Text segment:
• • •
These 4 all contain a trailing 0x8f byte:
Ï ď Џ я

These 4 all contain a trailing 0x90 byte:
Ð Ő А ѐ

These 4 all contain a trailing 0x98 byte:
Ø Ř И ј

Finally, these 4 all contain a trailing 0x9d byte:
Ý ŝ Н ѝ

I believe they cover all the holes in CP1250, CP1251 and CP1252. If my

hunch

was correct then the charaters with trailing 0x81, 0x8d, 0x8f, 0x90 and 0x9d should end up with their trailing bytes stripped and therefore no longer be valid utf8 characters. If only the ones with 0x8d get their trailing bytes stripped then it is likely mark's hunch about the end of line is most likely correct. If none of them get stripped of their trailing bytes then

?!?!?!?!?!

Life is good,
Maurice

... Cybertoasts of note:
2020-01-01 is 248 days from now and falls on a Wednesday.
2024-11-05 is 2018 days from now and falls on a Tuesday.

--- ExchangeBBS NNTP Server v3.1/Linux64
* Origin: (1:1/123)

From Maurice Kinal@1:153/7001 to Ozz Nixon on Monday, April 29, 2019 14:34:07

Hey Ozz!

These 4 all contain a trailing 0x8d byte:

We have a winner! ... sort of. Do you know exactly where/what stripped those bytes?

Life is good,
Maurice

... Don't cry for me I have vi.
--- GNU bash, version 5.0.7(1)-release (x86_64-pc-linux-gnu)
* Origin: Little Mikey's Brain - Ladysmith BC, Canada (1:153/7001)

From Maurice Kinal@2:280/464.113 to Nancy Backus on Wednesday, May 01, 2019 12:51:38

Hallo Nancy!
• • •
What to work on:
1. Retype the thread on stripped trailing bytes from "These 4 all contain a trailing 0x8d" up to and including "BC, Canada (1:153/7001)".
2. Write what comes next in the thread on stripped trailing bytes, starting after its last line.
The items after the thread on stripped trailing bytes are not needed here.

Entries pointing to named objects
• • •
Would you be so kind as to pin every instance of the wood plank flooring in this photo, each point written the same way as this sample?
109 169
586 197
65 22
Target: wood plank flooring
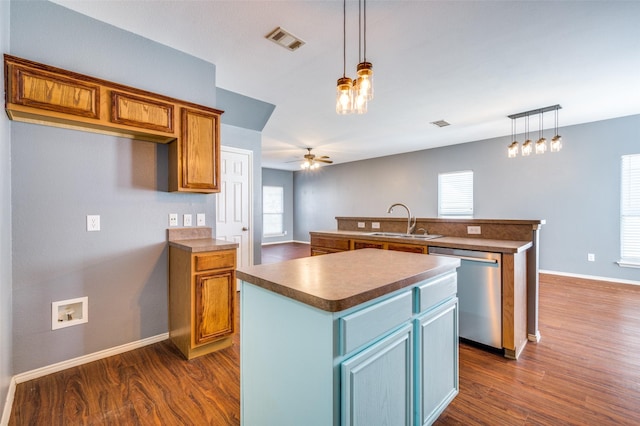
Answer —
584 371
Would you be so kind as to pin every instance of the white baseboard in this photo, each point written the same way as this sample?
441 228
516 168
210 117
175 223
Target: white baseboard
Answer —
590 277
74 362
285 242
8 403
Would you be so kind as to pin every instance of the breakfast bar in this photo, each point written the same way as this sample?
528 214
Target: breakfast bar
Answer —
349 338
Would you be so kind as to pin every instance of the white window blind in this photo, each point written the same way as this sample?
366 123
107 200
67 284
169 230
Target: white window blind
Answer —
272 211
630 211
455 194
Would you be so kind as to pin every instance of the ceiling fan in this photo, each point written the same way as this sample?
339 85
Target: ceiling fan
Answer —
311 161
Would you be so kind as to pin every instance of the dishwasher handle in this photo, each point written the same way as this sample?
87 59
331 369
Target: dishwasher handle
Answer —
469 258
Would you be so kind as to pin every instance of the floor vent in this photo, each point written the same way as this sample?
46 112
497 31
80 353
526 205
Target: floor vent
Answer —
285 39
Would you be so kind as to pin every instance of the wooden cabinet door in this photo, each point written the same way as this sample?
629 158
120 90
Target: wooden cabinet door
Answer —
377 383
214 303
438 366
200 150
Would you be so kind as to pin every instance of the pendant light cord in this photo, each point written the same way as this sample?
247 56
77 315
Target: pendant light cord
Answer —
344 38
364 57
359 30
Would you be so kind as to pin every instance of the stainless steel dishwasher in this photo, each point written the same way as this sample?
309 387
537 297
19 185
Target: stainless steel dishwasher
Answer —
479 294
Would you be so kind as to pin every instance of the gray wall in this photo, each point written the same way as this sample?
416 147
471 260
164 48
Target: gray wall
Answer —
577 191
272 177
59 176
6 339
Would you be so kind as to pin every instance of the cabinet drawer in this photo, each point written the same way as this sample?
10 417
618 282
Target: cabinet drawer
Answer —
215 260
433 292
364 326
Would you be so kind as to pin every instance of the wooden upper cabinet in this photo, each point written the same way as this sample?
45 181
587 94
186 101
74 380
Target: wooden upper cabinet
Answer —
42 94
37 88
195 154
141 112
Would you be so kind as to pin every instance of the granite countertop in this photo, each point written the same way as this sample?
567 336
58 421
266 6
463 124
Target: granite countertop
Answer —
197 240
481 244
338 281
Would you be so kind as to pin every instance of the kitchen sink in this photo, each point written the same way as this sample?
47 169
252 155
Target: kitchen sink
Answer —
405 236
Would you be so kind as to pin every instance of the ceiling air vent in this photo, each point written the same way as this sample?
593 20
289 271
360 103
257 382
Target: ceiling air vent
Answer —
440 123
285 39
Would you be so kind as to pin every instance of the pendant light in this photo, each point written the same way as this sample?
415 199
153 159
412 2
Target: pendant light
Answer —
556 141
541 144
512 150
344 88
527 146
364 70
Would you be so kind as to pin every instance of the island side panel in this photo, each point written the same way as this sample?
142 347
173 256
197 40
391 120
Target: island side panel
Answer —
286 361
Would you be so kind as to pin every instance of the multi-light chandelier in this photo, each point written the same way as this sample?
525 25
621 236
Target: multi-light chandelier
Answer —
528 146
352 95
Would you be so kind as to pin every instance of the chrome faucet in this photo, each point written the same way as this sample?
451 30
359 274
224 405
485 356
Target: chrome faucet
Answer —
411 221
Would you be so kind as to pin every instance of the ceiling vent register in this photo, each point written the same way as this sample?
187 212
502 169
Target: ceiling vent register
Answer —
285 39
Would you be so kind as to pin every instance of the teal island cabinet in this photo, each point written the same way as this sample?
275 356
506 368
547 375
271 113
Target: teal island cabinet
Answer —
364 337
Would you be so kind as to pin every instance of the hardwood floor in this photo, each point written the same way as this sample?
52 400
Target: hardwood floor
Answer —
584 371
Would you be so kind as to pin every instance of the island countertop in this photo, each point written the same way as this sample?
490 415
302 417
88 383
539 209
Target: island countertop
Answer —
481 244
339 281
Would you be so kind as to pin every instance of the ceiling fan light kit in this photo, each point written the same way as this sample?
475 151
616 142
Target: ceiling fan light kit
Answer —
354 98
541 145
311 162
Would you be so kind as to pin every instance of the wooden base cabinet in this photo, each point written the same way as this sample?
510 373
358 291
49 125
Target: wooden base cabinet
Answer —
372 364
201 300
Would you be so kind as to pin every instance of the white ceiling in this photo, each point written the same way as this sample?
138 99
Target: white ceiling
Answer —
471 63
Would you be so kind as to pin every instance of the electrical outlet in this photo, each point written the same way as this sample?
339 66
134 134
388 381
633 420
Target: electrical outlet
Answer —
65 313
93 222
475 230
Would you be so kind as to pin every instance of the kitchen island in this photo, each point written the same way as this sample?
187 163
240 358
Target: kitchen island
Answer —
360 337
519 271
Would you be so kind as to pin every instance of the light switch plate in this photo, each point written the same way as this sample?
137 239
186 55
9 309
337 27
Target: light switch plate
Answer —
93 222
475 230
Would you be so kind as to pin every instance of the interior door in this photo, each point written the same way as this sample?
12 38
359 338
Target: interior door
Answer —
234 218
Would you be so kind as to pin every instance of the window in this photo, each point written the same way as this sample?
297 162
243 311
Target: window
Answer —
455 194
272 211
630 211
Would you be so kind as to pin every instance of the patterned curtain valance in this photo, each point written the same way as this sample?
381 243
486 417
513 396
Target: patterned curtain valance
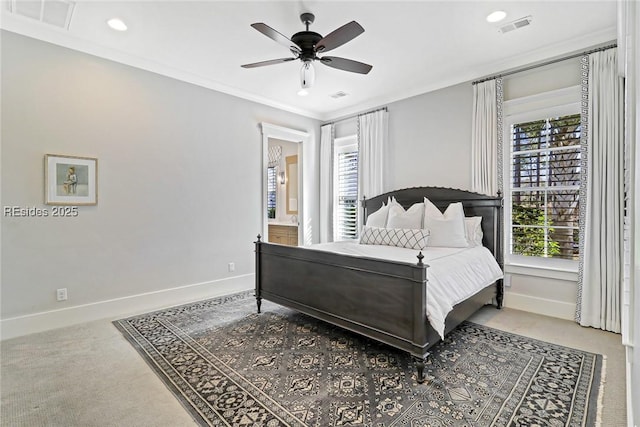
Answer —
275 153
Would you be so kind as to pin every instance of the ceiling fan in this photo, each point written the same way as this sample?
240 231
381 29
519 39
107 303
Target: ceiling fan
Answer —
306 45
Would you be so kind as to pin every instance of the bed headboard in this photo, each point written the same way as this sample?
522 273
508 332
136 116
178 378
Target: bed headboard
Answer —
488 207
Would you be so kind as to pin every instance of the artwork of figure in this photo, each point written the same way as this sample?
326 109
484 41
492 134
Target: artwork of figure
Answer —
71 181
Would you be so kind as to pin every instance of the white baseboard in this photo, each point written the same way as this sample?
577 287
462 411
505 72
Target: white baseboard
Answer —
122 307
547 307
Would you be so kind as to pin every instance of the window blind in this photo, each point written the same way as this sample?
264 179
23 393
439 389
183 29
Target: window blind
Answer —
347 192
545 185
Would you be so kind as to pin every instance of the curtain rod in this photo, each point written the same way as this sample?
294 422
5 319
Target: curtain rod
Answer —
553 61
355 115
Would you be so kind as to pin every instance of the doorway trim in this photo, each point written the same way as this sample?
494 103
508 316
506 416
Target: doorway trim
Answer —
286 134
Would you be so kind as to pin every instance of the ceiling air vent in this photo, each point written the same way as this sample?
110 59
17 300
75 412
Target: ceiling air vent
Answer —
514 25
53 12
338 95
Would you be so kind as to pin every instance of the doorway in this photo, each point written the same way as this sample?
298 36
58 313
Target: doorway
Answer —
283 219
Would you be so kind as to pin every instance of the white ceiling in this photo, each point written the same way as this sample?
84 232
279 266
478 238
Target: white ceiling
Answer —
414 46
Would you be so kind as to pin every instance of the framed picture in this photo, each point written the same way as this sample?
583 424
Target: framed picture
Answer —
70 180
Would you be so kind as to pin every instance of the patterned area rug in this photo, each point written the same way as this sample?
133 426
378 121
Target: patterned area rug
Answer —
230 366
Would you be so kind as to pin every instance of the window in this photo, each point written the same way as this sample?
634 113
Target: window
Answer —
543 184
271 191
345 189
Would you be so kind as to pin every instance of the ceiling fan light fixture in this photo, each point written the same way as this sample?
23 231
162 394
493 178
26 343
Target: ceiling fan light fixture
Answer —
307 75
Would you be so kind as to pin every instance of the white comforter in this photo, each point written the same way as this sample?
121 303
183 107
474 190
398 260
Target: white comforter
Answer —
454 274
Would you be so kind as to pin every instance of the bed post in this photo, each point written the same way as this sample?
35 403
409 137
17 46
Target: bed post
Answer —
499 253
364 210
419 320
258 273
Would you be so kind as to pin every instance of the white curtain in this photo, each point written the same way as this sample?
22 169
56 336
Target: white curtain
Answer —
484 139
372 141
601 264
326 183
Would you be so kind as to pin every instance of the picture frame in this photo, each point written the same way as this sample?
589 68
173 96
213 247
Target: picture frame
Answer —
70 180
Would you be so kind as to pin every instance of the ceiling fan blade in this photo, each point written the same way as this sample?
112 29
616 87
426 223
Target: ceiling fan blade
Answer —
346 64
270 62
274 35
339 37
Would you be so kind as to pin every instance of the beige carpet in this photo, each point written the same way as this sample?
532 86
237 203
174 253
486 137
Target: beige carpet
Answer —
88 375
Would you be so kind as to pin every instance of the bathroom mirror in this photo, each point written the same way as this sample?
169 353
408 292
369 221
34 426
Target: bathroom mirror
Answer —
292 184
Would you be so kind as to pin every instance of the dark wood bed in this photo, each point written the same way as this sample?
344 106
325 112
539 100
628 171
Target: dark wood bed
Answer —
383 300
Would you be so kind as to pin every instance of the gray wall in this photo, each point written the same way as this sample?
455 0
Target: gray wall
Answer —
179 178
430 139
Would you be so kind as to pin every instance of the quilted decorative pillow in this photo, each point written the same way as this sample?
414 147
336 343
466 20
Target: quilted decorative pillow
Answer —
400 237
473 230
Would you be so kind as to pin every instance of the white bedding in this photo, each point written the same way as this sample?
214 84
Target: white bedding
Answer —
454 274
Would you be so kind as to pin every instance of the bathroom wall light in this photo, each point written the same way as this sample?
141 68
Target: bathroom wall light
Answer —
307 75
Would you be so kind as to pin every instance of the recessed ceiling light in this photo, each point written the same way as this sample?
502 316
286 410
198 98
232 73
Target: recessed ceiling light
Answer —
496 16
117 24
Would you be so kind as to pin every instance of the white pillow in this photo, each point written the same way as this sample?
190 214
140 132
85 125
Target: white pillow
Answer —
447 230
401 237
411 218
473 230
379 217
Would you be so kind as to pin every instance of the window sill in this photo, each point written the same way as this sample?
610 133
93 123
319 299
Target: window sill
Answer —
569 274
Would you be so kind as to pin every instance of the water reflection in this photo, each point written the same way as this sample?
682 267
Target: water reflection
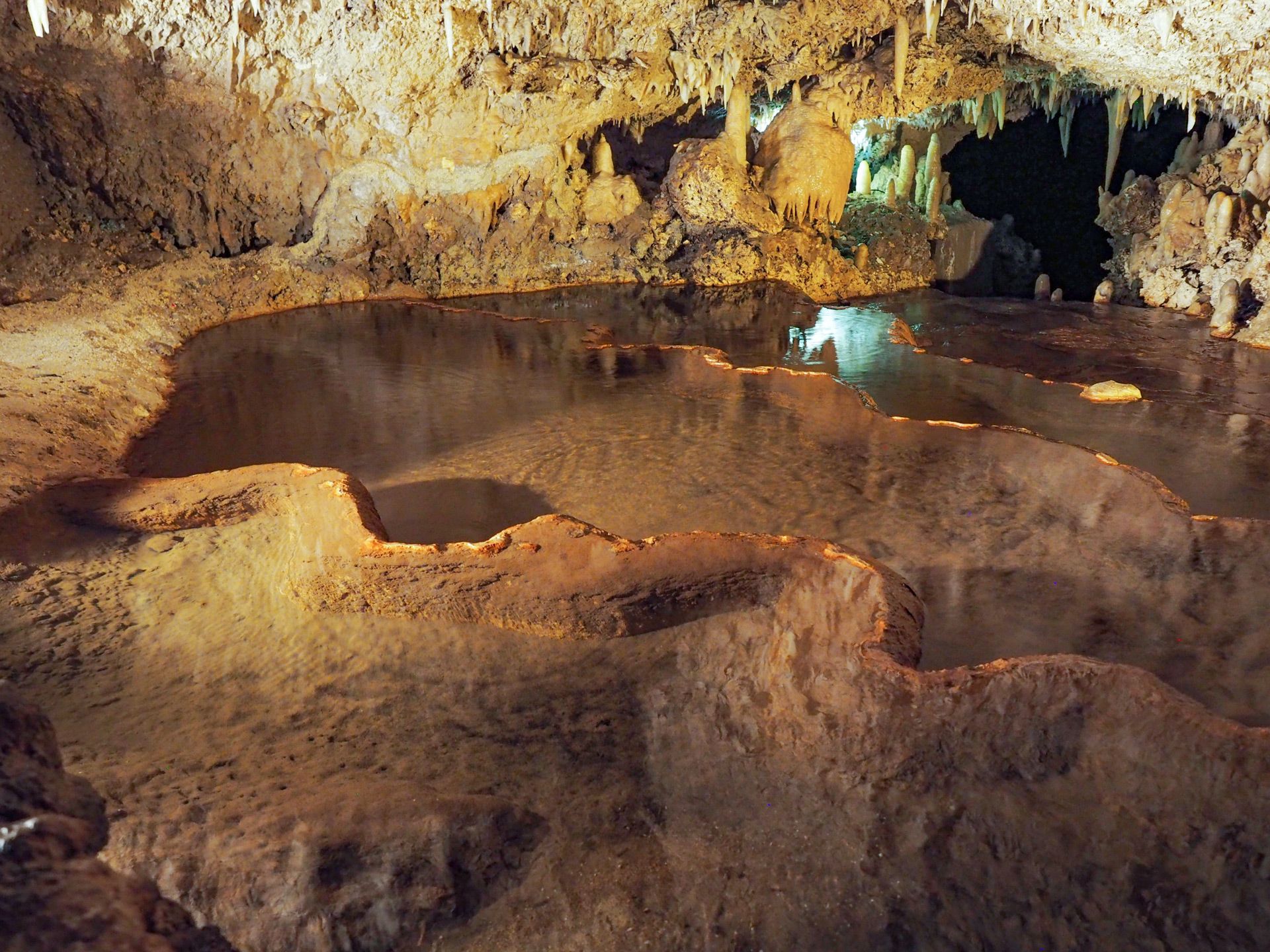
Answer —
462 424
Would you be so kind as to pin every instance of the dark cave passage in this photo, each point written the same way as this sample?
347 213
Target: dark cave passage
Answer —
1054 200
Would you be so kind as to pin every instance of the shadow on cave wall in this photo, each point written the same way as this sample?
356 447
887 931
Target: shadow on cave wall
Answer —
650 158
1054 200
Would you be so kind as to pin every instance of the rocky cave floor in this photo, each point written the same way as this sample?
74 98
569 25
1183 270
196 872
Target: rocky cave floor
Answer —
316 739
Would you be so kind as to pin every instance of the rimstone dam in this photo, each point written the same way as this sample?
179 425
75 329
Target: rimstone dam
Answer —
675 475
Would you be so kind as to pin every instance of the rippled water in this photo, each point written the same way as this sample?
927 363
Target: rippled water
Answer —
1203 430
462 423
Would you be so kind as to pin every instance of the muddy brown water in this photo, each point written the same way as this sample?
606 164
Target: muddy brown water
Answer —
462 423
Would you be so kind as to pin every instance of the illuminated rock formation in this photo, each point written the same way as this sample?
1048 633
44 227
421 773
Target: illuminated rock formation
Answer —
56 894
807 163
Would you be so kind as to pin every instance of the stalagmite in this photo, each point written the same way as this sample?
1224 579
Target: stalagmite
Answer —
935 167
1118 117
901 54
864 179
1224 307
603 158
907 172
38 13
1223 220
737 125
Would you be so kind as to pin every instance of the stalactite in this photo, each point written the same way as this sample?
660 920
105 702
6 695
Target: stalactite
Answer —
1118 116
901 54
603 158
736 126
1212 140
1224 219
38 13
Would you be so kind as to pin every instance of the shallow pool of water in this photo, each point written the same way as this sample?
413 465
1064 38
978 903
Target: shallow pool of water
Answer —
464 423
1203 430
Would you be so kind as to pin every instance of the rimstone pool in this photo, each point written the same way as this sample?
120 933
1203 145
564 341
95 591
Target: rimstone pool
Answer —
461 423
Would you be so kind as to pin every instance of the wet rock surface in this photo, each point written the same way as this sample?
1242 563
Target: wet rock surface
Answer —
821 763
56 892
355 710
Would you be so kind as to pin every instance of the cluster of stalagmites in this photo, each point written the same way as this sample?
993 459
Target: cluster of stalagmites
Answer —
1195 238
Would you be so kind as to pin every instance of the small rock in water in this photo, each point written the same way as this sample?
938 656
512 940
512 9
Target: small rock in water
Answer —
1109 391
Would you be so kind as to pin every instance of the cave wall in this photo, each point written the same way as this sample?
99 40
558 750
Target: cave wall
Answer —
444 143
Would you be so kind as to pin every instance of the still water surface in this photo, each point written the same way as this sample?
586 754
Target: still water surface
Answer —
461 424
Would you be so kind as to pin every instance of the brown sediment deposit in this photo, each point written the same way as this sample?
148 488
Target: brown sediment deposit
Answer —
681 612
542 735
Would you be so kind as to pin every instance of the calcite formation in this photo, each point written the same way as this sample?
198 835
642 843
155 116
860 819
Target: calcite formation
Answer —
1194 239
808 164
58 895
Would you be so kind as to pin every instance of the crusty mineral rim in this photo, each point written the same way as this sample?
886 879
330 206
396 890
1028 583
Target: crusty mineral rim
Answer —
843 626
720 361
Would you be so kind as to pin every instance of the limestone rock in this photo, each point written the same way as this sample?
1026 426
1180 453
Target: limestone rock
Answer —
610 198
54 892
807 163
709 190
1109 391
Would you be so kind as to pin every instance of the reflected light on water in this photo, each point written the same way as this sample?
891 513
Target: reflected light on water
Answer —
842 338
• • •
Results in order:
1.
These 4 all contain a trailing 0x8d byte:

We have a winner! ... sort of. Do you know exactly where/what stripped those bytes?

Life is good,
Maurice

... Don't cry for me I have vi.
--- GNU bash, version 5.0.7(1)-release (x86_64-pc-linux-gnu)
* Origin: Little Mikey's Brain - Ladysmith BC, Canada (1:153/7001)

2.
[the above set came on four separate lines for at least one bbs]

That particular bbs would be substituting 0x0d for 0x8d while the rest are stripping the 0x8d from the utf8 characters completely which of course completly corrupts them. In this example I only posted 4 16 bit characters with 0x8d as the trailing byte but there are definetly more that will get corrutped, not to mention the 24 bit and 32 bit characters. I posted two emoticons (32 bit) to Ozz that will get corrupted by the same bbses. They will
no longer be valind utf8 characters whether just stripped or substituted with an ascii (C0) control code. The substitued ones will be more obvious as to what form of corruption occurs.

Sad times indeed. :::sigh:::

Het leven is goed,
Maurice

... Cybertoasts van belang:
2020-01-01 is 245 dagen vanaf nu en valt op een woensdag.
2024-11-05 is 2015 dagen vanaf nu en valt op een dinsdag.
--- GNU bash, version 5.0.7(1)-release (x86_64-pc-linux-gnu)
* Origin: Little Mikey's EuroPoint - Ladysmith BC, Canada (2:280/464.113)

From mark lewis@1:3634/12.73 to Maurice Kinal on Wednesday, May 01, 2019 09:45:16

On 2019 May 01 12:51:38, you wrote to Nancy Backus:

That particular bbs would be substituting 0x0d for 0x8d while the rest are stripping the 0x8d

FWIW1: there are two places where 0x8d may be acted on...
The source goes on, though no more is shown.